_The task:_ An exact, picture-free copy of the listing is required.

_Records shown:_
________________________

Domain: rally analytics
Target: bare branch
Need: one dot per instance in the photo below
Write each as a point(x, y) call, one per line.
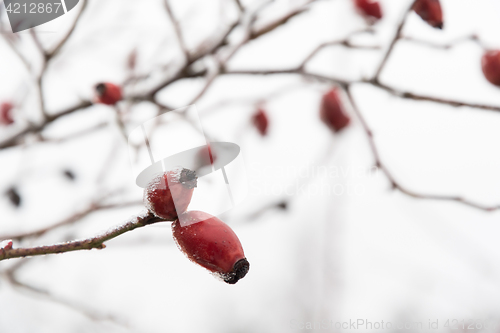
point(447, 46)
point(394, 183)
point(92, 208)
point(177, 30)
point(96, 242)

________________________

_Answer to the exercise:_
Domain: rally analytics
Target: bare branch
Need: one dot per instance in the photo below
Write each as a point(x, y) call, one per line.
point(447, 46)
point(394, 183)
point(92, 208)
point(177, 30)
point(96, 242)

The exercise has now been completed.